What to do: Reproduce the passage of the contractors' business insurance guide starting with "If you are a" and going on through "companies or individuals.", word for word.

If you are a contractor or tradesperson, you’ll know that your insurance needs are a little different to those of standard white collar workers.

With an increasing number of the Australian workforce earning a living as freelancers and contractors, both contractors themselves and businesses that employ them need access to the facts on business insurance.

Here’s a complete guide to business insurance for contractors and tradespeople.

  1. What is contractors’ business insurance?

Simply explained, contractors’ business insurance is a policy option for anyone who contracts their services to other companies or individuals.

It is a type of business insurance that covers you for liability for damage or injury that you cause while on a work site. Some of the most popular types of cover include:

  • General property
  • Public and products liability
  • Fire and defined events
  • Personal accident and illness
  1. Business insurance products explained

These insurance policies cover you for different aspects of your working obligations as a contractor. Here’s how they stack up:

  • General property – This product covers you for negligent acts associated with your business that result in personal injury or property damage.

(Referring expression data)
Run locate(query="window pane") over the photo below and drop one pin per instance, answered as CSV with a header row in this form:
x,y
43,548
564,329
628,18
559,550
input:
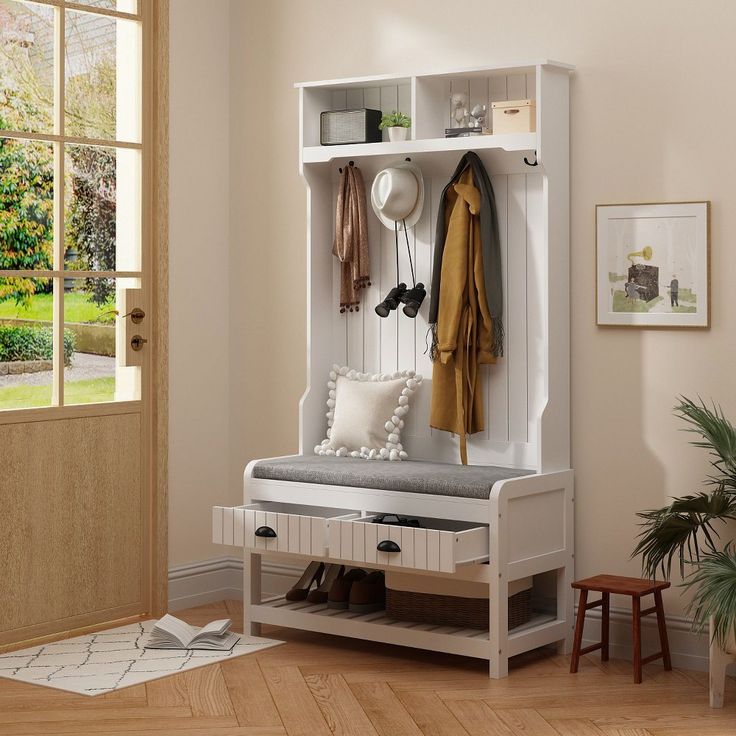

Expected answer:
If you are a contractor or tradesperson, you’ll know that your insurance needs are a little different to those of standard white collar workers.

With an increasing number of the Australian workforce earning a living as freelancers and contractors, both contractors themselves and businesses that employ them need access to the facts on business insurance.

Here’s a complete guide to business insurance for contractors and tradespeople.

  1. What is contractors’ business insurance?

Simply explained, contractors’ business insurance is a policy option for anyone who contracts their services to other companies or individuals.